• [What is expected]: Exact repetition of every entry is required.

• [Recorded information]:
__________________________________________________

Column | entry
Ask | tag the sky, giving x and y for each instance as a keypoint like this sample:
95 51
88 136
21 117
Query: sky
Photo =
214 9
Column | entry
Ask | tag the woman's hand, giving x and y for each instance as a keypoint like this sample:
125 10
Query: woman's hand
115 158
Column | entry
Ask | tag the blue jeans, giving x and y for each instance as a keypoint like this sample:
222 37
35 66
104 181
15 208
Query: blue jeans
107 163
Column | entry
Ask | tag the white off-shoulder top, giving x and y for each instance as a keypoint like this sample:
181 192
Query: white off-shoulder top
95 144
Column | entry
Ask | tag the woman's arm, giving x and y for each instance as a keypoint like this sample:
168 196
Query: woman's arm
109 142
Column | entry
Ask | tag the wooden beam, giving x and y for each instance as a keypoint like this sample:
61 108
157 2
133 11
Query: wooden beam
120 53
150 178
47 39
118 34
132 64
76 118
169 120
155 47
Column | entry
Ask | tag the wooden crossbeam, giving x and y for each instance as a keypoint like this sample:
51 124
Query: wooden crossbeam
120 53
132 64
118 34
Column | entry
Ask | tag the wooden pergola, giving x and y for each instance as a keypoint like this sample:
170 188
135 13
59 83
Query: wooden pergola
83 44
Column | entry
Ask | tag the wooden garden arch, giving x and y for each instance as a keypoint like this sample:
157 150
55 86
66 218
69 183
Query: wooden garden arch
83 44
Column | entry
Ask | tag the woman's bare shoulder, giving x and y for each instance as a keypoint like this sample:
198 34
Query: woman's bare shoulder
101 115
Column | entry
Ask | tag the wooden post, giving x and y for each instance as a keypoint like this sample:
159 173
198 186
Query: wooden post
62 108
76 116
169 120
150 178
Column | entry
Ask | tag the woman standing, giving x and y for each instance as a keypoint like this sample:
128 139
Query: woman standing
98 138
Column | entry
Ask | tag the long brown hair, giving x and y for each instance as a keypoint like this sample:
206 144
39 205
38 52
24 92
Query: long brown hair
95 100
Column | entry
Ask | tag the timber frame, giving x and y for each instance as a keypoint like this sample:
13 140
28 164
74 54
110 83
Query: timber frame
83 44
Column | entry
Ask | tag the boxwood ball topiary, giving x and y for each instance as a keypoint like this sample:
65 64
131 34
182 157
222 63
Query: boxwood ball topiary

__________________________________________________

• [The output]:
Column | entry
Ask | tag the sky, giving x and y for each instance as a keypoint like this sample:
95 51
88 136
21 117
Query: sky
Photo =
214 9
Column | entry
Ask | tag the woman's hand, giving x and y for each instance as a keypoint like this sample:
125 10
Query: woman's hand
115 158
Column | entry
Ask | tag the blue jeans, giving x and y for each instance as a keypoint like this sample:
222 37
35 66
104 181
15 208
Query: blue jeans
107 163
Column | entry
Ask | tag the white off-shoulder top, giving x and y for each instance as a keypoint like this sample:
181 192
Query: white off-shoulder top
95 144
Column | entry
Ask | tag the woman's arm, giving x and y for each instance as a keypoint like this sample:
168 196
Query: woman's arm
109 142
Column | entry
Ask | tag the wooden beam, giving x and y for each instance as a keypoint like this sample:
61 108
157 2
133 11
Query: wooden beam
120 53
150 178
47 39
118 34
132 64
76 118
169 120
155 47
Column | entry
Ask | tag the wooden crossbeam, giving x and y for each instance as a keypoint like this sample:
51 124
Query: wooden crossbeam
120 53
132 64
118 34
Column | entry
Ask | tag the wooden pergola, giving x and y for each instance as a keypoint like this sample:
170 188
135 13
59 83
Query: wooden pergola
83 44
Column | entry
Ask | tag the wooden garden arch, giving x and y for each instance as a keypoint like this sample:
157 150
55 86
66 218
69 183
Query: wooden garden arch
83 44
Column | entry
Ask | tag the woman's bare shoulder, giving x and y for each instance as a keypoint like this sample:
198 34
Query: woman's bare shoulder
101 115
Column | entry
Ask | tag the wooden post, giving x and y for each instance as a keypoint like this sample:
159 173
198 186
Query: wooden post
62 108
76 116
169 120
150 178
Column | entry
Ask | tag the woman standing, giving x and y for each instance as a keypoint like this sample:
128 139
Query: woman standing
98 138
Column | entry
Ask | tag the long brown hair, giving x and y for each instance as a keypoint like this sample:
206 144
39 205
38 52
24 92
Query: long brown hair
95 100
Column | entry
Ask | tag the timber frame, giving x and y for each instance as a keypoint like this sample:
13 140
28 164
74 54
110 83
Query: timber frame
83 44
Column | entry
Ask | tag the boxwood ball topiary, giving x and y for each instance as a keypoint like this sample:
65 64
131 34
182 157
222 63
Query: boxwood ball topiary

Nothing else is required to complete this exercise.